┌─ Material provided
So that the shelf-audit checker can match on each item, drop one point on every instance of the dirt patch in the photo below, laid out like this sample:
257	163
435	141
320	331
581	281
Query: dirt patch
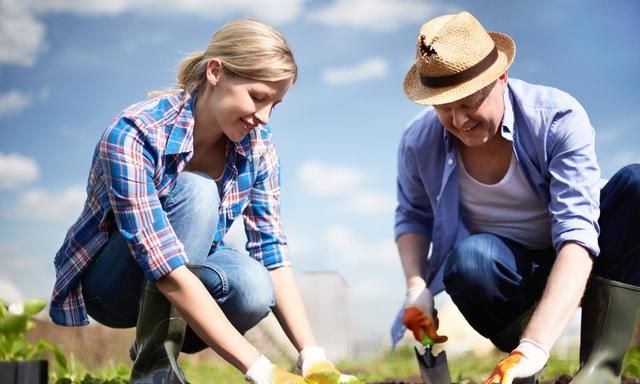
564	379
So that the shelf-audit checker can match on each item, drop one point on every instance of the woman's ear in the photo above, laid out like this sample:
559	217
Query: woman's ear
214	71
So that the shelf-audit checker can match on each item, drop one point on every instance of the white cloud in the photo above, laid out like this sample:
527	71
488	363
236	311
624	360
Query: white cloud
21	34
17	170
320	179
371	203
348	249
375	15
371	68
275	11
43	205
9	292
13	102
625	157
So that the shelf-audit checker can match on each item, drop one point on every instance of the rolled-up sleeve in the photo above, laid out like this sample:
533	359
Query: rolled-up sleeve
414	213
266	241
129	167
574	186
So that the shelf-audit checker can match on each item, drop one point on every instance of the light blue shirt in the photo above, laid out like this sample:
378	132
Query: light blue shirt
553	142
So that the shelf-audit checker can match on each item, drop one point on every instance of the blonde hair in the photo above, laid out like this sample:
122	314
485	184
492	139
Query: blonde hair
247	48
└─
┌─ Material provided
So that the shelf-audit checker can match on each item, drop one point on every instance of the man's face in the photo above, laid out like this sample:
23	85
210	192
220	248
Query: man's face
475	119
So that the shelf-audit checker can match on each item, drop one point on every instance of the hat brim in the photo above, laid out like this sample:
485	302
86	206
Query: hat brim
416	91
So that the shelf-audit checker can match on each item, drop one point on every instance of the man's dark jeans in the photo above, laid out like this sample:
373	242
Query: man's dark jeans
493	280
└─
┌─ Material provided
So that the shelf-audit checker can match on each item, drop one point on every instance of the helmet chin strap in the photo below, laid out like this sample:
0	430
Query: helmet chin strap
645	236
└─
_Directions_
Report how many lines of the records contain the string "blue", treating uppercase and lowercase as distinct, and give only that number.

_Output_
2